* **YOUR TASK**: Could you write out the records below exactly as they appear?

Coordinate annotation entries

+ + + + + + +

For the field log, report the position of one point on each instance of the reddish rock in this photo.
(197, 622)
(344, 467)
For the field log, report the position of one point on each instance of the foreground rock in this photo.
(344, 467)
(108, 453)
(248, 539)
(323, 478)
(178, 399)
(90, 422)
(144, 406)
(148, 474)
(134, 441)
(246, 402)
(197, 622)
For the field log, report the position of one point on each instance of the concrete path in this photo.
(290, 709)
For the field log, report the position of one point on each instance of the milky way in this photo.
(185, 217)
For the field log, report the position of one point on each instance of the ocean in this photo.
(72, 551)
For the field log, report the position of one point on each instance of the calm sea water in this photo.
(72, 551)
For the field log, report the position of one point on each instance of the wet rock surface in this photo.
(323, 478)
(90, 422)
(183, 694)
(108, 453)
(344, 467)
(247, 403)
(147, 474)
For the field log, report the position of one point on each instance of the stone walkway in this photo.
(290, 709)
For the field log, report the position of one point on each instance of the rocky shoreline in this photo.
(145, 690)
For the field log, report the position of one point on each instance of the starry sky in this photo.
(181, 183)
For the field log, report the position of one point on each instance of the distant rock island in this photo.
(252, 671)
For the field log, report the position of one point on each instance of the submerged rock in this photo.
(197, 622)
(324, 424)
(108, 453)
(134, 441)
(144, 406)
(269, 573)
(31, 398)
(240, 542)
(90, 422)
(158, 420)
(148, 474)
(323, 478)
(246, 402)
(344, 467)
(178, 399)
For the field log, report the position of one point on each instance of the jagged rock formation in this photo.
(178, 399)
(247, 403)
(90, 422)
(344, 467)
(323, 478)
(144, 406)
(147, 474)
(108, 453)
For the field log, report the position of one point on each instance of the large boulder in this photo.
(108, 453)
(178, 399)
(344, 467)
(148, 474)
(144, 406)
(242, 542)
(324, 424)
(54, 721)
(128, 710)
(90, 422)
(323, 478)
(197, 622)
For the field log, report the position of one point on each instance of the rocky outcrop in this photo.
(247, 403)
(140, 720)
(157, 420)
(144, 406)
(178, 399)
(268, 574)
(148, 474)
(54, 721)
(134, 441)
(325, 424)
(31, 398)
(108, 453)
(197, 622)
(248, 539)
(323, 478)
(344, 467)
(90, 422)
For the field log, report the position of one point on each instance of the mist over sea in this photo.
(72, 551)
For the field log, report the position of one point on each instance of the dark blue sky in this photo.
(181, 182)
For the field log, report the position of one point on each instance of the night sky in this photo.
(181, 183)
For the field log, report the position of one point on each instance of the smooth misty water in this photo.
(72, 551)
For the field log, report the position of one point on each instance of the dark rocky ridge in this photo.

+ + + + + + +

* **SOLVED PROBLEM**:
For the field log, report the position of one point on each instance of the reddish rock in this photo.
(197, 622)
(344, 467)
For the field log, report the position of one point on each instance of the foreground rock in this photo.
(344, 467)
(108, 453)
(248, 539)
(323, 478)
(178, 399)
(90, 422)
(144, 406)
(148, 474)
(134, 441)
(246, 402)
(197, 622)
For the field log, report the position of one point on each instance of the concrete path in this photo.
(290, 709)
For the field log, report the position of one point on each instance of the milky way in this photo.
(185, 217)
For the field log, report the position of one point on each instance of the ocean in this photo.
(72, 551)
For the field log, report the position of one point on each instance of the calm sea water in this photo.
(72, 551)
For the field log, report the position of one point on each instance of the wet rock surface in this photo.
(323, 478)
(90, 422)
(183, 694)
(108, 453)
(344, 467)
(247, 403)
(147, 474)
For the field log, report the position of one point on each instance of the stone walkway in this photo.
(290, 709)
For the field log, report the position of one point on each instance of the rocky shoreline in this photo.
(145, 690)
For the field log, report the position of one point on each instance of the starry sky in this photo.
(181, 183)
For the field log, report the position of one point on each instance of the distant rock island in this photo.
(252, 671)
For the field log, report the position of one point on each instance of the submerged rock in this photo.
(197, 622)
(324, 424)
(108, 453)
(134, 441)
(144, 406)
(269, 573)
(31, 398)
(240, 542)
(90, 422)
(158, 420)
(148, 474)
(323, 478)
(246, 402)
(344, 467)
(178, 399)
For the field log, report the position of one point on each instance of the jagged rock formation in this photo.
(178, 399)
(247, 403)
(90, 422)
(344, 467)
(323, 478)
(144, 406)
(147, 474)
(108, 453)
For the field log, report the position of one point on each instance of the large boulder in this photo.
(108, 453)
(178, 399)
(344, 467)
(148, 474)
(144, 406)
(242, 542)
(324, 424)
(54, 721)
(128, 710)
(90, 422)
(323, 478)
(197, 622)
For the field log, report the position of one point on each instance of the rocky outcrop in this photo.
(247, 403)
(140, 720)
(157, 420)
(144, 406)
(178, 399)
(268, 574)
(148, 474)
(54, 721)
(134, 441)
(325, 424)
(31, 398)
(108, 453)
(197, 622)
(248, 539)
(323, 478)
(344, 467)
(90, 422)
For the field log, report the position of one point on each instance of the mist over sea in this photo.
(72, 551)
For the field log, report the position of one point on each instance of the dark blue sky in this photo.
(181, 182)
For the field log, report the position of one point on each instance of the night sky in this photo.
(181, 183)
For the field log, report the position of one point on each instance of the smooth misty water in this photo.
(72, 551)
For the field log, report the position of one point on each instance of the dark rocky ridge in this photo.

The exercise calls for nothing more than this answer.